*What to produce*. Keep every character as it is and output all of the records.

*Record excerpts*.
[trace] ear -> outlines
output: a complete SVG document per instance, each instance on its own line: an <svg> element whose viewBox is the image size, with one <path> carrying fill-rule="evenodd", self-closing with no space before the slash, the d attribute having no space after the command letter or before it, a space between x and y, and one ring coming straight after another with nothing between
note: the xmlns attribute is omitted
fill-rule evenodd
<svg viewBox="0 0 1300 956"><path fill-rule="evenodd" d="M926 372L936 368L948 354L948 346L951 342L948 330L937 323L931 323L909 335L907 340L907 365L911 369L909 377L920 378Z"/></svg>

*Written answer*.
[trace] ear -> outlines
output: a complete SVG document per instance, each instance on its own line: an <svg> element whose viewBox is the image size, with one <path> carrying fill-rule="evenodd", self-closing with no space before the slash, the d attribute having no space after the command letter or before it, a space between x and y, and one ring coming straight after another with nothing between
note: the xmlns attribute is omitted
fill-rule evenodd
<svg viewBox="0 0 1300 956"><path fill-rule="evenodd" d="M926 372L936 368L948 354L948 346L951 342L948 330L937 323L931 323L909 335L907 340L907 365L911 369L909 377L920 378Z"/></svg>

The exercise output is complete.